DATA YANG DIBERIKAN:

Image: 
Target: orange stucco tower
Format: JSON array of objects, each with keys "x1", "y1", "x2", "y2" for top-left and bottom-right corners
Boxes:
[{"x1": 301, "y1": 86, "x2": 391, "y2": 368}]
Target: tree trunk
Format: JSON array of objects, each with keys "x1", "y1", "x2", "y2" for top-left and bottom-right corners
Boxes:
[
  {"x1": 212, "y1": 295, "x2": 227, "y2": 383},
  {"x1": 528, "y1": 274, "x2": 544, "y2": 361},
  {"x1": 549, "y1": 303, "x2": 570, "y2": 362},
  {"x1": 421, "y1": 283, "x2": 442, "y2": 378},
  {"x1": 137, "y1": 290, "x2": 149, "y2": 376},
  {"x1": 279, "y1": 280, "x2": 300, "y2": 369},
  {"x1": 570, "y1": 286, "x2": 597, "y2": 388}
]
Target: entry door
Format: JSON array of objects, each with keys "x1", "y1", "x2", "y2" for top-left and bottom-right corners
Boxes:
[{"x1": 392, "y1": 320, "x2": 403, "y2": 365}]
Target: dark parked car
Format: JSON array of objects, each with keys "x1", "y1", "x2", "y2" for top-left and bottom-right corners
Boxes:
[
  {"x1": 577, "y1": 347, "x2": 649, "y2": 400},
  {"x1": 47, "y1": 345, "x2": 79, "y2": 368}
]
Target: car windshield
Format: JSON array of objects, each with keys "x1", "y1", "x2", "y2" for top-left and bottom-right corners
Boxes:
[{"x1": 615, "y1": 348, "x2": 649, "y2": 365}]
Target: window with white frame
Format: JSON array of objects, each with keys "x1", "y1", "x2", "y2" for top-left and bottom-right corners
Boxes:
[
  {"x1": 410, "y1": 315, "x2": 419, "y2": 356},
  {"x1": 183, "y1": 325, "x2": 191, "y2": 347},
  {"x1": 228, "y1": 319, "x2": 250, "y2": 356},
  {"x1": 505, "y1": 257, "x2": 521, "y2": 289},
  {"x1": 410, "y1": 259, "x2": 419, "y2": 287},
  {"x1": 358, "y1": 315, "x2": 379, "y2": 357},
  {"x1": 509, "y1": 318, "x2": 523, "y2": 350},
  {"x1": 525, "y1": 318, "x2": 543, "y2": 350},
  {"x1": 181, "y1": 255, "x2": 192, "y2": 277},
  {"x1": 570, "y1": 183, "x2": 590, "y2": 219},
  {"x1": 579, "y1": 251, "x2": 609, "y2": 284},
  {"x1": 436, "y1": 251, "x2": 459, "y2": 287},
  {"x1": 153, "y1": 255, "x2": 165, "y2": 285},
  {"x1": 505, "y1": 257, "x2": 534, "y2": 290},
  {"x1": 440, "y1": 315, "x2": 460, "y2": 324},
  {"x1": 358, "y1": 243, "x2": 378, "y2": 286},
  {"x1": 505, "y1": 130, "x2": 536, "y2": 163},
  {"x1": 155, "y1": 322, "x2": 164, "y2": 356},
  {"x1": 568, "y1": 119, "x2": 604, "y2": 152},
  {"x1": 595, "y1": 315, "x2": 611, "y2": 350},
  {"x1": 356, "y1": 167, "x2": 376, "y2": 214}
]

YANG HARUS DILAKUKAN: Tulis ulang tanpa perubahan baris-baris mulai dari baris yang memuat "Target: window with white frame" hingga baris terakhir data, termasuk kedua baris tersebut.

JAWABAN:
Target: window with white frame
Format: JSON array of objects, each with keys "x1", "y1", "x2", "y2" for top-left and bottom-right corners
Boxes:
[
  {"x1": 410, "y1": 315, "x2": 419, "y2": 356},
  {"x1": 183, "y1": 325, "x2": 191, "y2": 347},
  {"x1": 228, "y1": 319, "x2": 250, "y2": 356},
  {"x1": 505, "y1": 257, "x2": 521, "y2": 289},
  {"x1": 410, "y1": 259, "x2": 419, "y2": 287},
  {"x1": 358, "y1": 315, "x2": 379, "y2": 357},
  {"x1": 509, "y1": 318, "x2": 523, "y2": 350},
  {"x1": 525, "y1": 318, "x2": 543, "y2": 350},
  {"x1": 181, "y1": 255, "x2": 192, "y2": 277},
  {"x1": 570, "y1": 183, "x2": 590, "y2": 219},
  {"x1": 579, "y1": 251, "x2": 609, "y2": 284},
  {"x1": 436, "y1": 251, "x2": 459, "y2": 287},
  {"x1": 153, "y1": 255, "x2": 165, "y2": 285},
  {"x1": 505, "y1": 257, "x2": 534, "y2": 290},
  {"x1": 440, "y1": 315, "x2": 460, "y2": 324},
  {"x1": 358, "y1": 243, "x2": 378, "y2": 286},
  {"x1": 505, "y1": 130, "x2": 536, "y2": 163},
  {"x1": 155, "y1": 322, "x2": 164, "y2": 356},
  {"x1": 568, "y1": 119, "x2": 604, "y2": 152},
  {"x1": 595, "y1": 315, "x2": 611, "y2": 350},
  {"x1": 356, "y1": 167, "x2": 376, "y2": 214}
]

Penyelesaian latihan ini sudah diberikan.